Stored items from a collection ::

= Beginning of Section =

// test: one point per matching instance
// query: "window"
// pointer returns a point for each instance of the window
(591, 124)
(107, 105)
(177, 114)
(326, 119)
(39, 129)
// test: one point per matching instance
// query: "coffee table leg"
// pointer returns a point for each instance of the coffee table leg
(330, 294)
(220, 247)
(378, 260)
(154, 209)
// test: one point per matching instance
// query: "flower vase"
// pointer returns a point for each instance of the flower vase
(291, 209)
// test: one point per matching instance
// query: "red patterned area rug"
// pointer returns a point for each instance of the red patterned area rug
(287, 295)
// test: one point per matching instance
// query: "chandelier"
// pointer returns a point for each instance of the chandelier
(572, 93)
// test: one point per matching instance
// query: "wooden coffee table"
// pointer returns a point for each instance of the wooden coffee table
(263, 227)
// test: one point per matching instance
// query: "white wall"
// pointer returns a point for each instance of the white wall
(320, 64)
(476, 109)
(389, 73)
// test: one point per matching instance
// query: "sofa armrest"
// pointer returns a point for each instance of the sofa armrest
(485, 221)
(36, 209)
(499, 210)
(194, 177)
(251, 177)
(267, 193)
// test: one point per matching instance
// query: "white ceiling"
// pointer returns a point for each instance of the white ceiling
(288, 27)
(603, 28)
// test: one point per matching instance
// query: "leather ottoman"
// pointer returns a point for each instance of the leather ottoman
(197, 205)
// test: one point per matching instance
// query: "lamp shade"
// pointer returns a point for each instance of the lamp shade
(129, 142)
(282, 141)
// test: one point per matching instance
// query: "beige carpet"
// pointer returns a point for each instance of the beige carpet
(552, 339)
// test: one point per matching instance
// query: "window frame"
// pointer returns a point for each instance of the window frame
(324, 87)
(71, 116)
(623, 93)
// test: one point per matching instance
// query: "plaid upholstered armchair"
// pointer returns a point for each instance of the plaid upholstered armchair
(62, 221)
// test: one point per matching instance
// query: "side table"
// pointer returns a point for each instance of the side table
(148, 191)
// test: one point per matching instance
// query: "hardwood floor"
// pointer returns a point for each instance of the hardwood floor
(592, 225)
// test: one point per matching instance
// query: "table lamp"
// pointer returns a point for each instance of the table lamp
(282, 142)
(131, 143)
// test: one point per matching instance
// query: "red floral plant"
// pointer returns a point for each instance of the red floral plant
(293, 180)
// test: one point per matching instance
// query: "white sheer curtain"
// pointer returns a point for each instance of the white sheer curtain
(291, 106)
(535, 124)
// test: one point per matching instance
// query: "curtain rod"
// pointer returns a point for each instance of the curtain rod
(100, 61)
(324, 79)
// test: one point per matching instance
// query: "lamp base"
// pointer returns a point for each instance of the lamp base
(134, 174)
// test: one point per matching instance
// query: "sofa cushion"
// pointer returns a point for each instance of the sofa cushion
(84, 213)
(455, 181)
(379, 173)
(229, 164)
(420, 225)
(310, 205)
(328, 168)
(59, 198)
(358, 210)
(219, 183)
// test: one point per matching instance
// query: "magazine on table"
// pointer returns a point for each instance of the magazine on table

= End of Section =

Problem :: Scan the entries for lines with the word "magazine". The number of such lines is the whole answer.

Output for this exercise :: 2